- [Brano di testo]:

La storia ruota attorno al rapporto antagonistico sviluppatosi tra Bette Davis (Susan Sarandon) e Joan Crawford (Jessica Lange) a partire dalle riprese di “Che fine ha fatto Baby Jane?“, vicenda affascinante e molto chiacchierata nella Hollywood di quegli anni. Quello che il primo episodio sembra implicare è che si tratti soltanto di una generale, quanto magistrale, introduzione. Dopo che Joan Crawford perde ai Golden Globes e si rende conto che la sua carriera è ormai indirizzata verso una direzione di discesa, la donna si trova faccia a faccia con il suo potere in dissolvenza, sia come stella che come persona. Sarà la stessa truccatrice della donna ad affermare che: “Gli uomini di una certa età acquistano carattere, le donne di una certa età, invece, si perdono“. Ed è con questa premessa che la puntata ci introduce agli eventi.

- [Compiti]:
[1] Secondo il brano, quale attrice interpreta Joan Crawford?
[2] Elenca tutte le persone che il brano chiama per nome.
[3] Scrivi il seguito del brano sulla rivalità tra Bette Davis e Joan Crawford, riprendendo dopo la sua ultima frase.

- [Materiale mostrato]:

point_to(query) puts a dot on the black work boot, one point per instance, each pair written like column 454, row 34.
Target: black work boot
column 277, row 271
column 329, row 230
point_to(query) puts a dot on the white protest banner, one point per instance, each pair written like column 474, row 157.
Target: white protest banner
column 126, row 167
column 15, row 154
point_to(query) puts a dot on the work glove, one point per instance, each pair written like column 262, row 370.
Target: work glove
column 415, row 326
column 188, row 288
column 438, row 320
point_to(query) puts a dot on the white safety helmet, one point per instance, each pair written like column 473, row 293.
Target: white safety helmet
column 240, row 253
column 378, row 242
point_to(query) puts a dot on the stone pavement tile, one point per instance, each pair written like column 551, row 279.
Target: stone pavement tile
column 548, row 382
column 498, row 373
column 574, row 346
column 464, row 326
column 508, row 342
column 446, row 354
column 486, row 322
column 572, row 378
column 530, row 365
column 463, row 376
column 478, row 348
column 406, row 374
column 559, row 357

- [Risposte all'esercizio]:
[1] Jessica Lange.

[2] Bette Davis, Susan Sarandon, Joan Crawford, Jessica Lange

[3]
Particolarmente godibili risultano l’assaggio al trattamento delle donne nel sistema della vecchia Hollywood, di come esse abbiano lottato (e continuino a farlo ancora oggi) per  ottenere altri ruoli dopo aver raggiunto una certa età, nonché di come la società di quel tempo nel suo complesso trattasse le donne. Questo non è assolutamente uno sviluppo sorprendente, considerando la propensione di Murphy ad affidare ruoli predominanti ad attrici come la Lange, Frances Conroy, Jamie Lee Curtis, Kathy Bates e Angela Bassett nei suoi show precedenti. Questa volta, però, non si tratta di una vicenda fittizia,  bensì dell’approfondimento e dell’esplorazione dell’argomento, utilizzando due delle più grandi icone recitative di tutti i tempi.

Le superlative prove delle due stelle

Suscita l’interesse del telespettatore vedere analizzate storie vere ed apocrifi: gli innumerevoli sforzi della Crawford per ottenere il proprio volere, la Davis che sostiene di aver coniato il termine “Oscar” per un Academy Award, la scelta della medesima di indossare per il film la stessa parrucca precedentemente usata della sua collega. Tutte chicche che non possono che far piacere ai veri fan delle attrici descritte nei minimi particolari.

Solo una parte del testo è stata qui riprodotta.